§ Problem requirements:
Answer these questions from the court opinion:
1. In which court was the bench trial held?
2. How many active licensed affiliates did the plaintiff have at the time of the trial?
3. On what date did the plaintiff and defendant enter into their affiliate agreement?

§ Text:
☆ ☆ ☆ ☆ ☆

National Educational Music Co. v. Rieckhoff, 292 Ill. App. 3d 260 (1997)

Sept. 11, 1997 · Illinois Appellate Court · No. 4-97-0023
292 Ill. App. 3d 260

NATIONAL EDUCATIONAL MUSIC COMPANY, LTD., Plaintiff-Appellee, v. GUSTAV RIECKHOFF, d/b/a Quincy School Music Center, Defendant-Appellant.

Fourth District

No. 4 — 97—0023

Argued August 19, 1997.

Opinion filed September 11, 1997.

*261Donald R. Schuering (argued), of Goehl, Schuering & Cassens, of Quincy, for appellant.

Curtis T. Lovelace (argued), of Schmiedeskamp, Robertson, Neu & Mitchell, of Quincy, for appellee.

JUSTICE KNECHT

delivered the opinion of the court:

After a bench trial in the circuit court of Adams County, defendant, Gustav Rieckhoff, d/b/a Quincy School Music Center, was found to have converted property of the plaintiff, National Educational Music Company, Ltd., after plaintiff had terminated, for cause, the contract between the two parties. Judgment was entered in favor of plaintiff in the amount of $20,584.60. Defendant appeals, alleging the trial court erred in refusing to grant his motion for leave to file a counterclaim and allowing one of plaintiff’s witnesses to give expert testimony without being qualified as an expert. We affirm.

Plaintiff, a company based in New Jersey, operates a program renting band instruments to elementary and high school students conducted, primarily, through affiliate agreements with local music stores throughout the country. At the time of the trial in this case, plaintiff had 180 active licensed affiliates. On August 20, 1992, plaintiff and defendant entered into an affiliate agreement whereby defendant would act as an affiliate for plaintiff, renting and servicing band instruments to the public in Quincy, Illinois. In late February 1995, plaintiff’s vice president sent defendant a letter stating certain problems in the business dealings of the two parties needed to be cleared up or the agreement would be terminated by May 1, 1995. On May 1, 1995, plaintiff’s national franchise manager sent defendant another letter terminating the affiliate agreement.

☆ ☆ ☆ ☆ ☆

§ Data shown:
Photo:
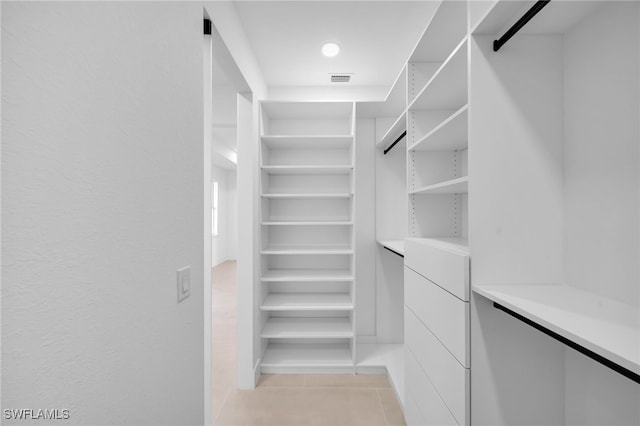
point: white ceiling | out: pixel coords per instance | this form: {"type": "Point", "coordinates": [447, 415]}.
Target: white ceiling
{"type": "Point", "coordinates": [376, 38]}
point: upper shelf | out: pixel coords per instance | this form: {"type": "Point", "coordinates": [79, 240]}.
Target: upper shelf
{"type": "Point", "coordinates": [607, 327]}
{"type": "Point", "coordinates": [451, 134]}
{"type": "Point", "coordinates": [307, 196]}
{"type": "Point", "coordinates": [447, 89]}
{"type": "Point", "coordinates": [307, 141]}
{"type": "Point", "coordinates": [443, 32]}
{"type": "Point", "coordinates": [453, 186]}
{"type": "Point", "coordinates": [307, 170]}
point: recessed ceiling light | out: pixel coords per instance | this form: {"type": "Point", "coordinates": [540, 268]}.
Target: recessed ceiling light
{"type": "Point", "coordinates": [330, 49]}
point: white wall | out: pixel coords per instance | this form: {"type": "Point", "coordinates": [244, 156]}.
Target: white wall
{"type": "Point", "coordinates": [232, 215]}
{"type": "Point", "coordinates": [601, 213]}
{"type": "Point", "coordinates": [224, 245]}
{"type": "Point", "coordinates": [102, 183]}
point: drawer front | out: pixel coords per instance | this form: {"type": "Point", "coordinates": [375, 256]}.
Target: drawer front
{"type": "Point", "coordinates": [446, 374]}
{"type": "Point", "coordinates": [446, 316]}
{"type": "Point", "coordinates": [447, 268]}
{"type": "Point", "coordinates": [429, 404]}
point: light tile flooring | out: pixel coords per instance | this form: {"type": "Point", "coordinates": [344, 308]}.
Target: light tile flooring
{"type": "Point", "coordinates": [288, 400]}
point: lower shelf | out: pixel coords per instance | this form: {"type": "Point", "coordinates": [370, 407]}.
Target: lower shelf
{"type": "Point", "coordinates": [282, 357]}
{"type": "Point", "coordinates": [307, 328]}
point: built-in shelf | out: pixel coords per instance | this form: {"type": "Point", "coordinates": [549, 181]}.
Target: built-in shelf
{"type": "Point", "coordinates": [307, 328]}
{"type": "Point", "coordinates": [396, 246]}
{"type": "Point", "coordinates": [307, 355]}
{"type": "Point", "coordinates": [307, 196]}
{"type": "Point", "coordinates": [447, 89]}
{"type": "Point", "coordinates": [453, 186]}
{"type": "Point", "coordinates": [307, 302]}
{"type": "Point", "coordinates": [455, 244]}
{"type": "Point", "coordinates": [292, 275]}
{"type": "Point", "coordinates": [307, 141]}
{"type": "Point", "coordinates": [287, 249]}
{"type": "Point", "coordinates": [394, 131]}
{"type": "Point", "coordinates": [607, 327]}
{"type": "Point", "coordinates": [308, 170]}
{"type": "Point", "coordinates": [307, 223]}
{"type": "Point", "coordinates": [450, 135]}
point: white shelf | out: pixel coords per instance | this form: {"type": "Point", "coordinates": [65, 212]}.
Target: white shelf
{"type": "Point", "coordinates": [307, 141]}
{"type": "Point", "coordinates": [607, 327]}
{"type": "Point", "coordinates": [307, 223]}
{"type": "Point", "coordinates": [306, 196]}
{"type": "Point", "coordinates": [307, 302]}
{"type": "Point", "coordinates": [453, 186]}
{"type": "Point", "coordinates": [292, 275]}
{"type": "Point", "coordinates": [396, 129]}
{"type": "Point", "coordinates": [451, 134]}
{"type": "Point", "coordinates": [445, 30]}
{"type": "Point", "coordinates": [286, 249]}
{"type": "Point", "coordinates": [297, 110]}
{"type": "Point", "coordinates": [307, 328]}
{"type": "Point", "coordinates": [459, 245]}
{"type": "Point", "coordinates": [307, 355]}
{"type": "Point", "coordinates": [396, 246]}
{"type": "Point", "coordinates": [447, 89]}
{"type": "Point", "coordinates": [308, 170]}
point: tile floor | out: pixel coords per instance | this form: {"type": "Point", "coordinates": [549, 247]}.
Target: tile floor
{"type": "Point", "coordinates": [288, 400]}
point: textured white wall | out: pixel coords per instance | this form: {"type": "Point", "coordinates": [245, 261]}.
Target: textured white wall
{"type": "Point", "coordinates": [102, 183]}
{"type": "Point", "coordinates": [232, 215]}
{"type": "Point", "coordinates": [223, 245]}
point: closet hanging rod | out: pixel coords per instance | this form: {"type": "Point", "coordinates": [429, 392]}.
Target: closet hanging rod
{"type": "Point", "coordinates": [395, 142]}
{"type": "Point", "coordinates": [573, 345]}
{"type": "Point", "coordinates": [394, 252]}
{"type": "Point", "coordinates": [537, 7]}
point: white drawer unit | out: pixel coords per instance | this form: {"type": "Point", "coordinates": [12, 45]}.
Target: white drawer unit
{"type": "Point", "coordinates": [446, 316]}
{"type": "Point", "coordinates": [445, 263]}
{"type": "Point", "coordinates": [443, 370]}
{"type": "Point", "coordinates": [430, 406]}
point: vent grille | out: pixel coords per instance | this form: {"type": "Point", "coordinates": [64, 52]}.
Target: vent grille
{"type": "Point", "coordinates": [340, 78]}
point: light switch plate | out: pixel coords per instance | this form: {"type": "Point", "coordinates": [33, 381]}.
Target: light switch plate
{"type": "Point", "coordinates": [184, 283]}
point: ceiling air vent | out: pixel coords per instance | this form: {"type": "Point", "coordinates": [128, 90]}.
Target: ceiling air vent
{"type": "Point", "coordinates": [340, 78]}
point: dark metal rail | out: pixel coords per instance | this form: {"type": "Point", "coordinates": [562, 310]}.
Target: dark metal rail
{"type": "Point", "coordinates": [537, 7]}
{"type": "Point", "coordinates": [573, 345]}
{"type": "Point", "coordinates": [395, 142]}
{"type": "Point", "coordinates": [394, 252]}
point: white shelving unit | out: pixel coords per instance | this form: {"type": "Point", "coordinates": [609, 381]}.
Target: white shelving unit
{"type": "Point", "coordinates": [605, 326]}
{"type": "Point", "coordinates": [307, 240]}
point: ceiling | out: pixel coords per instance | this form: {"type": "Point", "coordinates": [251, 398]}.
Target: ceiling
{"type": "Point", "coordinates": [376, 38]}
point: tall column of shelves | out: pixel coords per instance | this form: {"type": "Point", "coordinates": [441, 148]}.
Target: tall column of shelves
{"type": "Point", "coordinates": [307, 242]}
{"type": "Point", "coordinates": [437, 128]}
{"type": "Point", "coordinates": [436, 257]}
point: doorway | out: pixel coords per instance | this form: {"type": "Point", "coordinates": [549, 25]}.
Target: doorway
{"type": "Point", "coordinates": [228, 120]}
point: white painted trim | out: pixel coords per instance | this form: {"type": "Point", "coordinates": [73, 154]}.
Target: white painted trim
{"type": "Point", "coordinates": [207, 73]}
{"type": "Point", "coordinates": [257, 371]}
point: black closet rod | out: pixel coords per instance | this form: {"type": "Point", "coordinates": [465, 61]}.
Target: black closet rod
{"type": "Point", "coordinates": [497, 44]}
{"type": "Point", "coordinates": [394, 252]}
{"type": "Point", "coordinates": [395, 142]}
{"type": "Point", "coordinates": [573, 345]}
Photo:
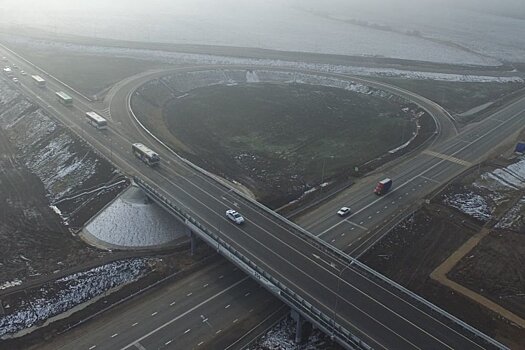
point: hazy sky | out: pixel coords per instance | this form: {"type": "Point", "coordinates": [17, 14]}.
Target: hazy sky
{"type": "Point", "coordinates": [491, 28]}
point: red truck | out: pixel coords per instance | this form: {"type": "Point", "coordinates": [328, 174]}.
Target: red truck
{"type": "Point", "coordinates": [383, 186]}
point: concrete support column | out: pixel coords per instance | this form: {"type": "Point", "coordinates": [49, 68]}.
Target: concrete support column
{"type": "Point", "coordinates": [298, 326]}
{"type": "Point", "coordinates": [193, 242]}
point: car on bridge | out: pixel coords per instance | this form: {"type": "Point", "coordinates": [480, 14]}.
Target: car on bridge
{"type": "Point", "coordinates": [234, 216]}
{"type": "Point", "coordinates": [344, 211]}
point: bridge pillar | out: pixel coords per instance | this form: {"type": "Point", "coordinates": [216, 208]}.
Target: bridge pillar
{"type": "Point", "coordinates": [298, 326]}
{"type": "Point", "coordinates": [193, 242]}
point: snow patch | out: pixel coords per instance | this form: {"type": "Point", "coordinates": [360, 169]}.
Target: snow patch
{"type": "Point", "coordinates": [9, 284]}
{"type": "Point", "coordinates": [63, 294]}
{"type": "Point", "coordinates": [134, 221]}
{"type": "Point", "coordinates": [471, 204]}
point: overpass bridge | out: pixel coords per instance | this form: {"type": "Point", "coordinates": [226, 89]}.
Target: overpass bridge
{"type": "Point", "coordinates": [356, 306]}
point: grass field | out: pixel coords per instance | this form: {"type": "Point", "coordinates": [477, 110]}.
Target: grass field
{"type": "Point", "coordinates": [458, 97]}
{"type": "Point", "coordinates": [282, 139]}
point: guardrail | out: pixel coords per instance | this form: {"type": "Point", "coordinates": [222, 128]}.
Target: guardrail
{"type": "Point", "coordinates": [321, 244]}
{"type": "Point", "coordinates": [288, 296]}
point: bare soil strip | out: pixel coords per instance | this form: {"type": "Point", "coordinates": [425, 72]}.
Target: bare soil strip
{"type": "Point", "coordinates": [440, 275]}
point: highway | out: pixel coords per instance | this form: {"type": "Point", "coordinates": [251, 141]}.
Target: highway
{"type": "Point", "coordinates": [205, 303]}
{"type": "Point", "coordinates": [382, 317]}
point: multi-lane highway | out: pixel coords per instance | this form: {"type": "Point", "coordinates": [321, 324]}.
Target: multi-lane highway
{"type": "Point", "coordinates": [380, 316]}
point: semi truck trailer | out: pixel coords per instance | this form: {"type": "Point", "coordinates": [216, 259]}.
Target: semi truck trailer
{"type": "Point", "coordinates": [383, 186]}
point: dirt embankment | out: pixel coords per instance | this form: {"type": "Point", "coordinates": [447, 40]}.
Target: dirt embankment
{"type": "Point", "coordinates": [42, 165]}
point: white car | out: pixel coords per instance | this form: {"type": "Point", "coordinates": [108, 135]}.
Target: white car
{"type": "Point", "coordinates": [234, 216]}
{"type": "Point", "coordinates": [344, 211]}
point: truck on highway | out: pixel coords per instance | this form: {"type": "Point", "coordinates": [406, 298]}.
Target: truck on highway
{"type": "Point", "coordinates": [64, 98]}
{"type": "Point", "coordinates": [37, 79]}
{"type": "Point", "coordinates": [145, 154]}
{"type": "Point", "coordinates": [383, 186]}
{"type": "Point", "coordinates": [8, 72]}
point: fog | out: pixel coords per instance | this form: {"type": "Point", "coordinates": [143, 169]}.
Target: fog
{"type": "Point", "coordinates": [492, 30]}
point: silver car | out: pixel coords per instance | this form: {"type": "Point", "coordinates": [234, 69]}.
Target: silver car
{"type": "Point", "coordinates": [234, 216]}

☆ ☆ ☆ ☆ ☆

§ Result of the exercise:
1. The circuit court of Adams County
2. 180
3. August 20, 1992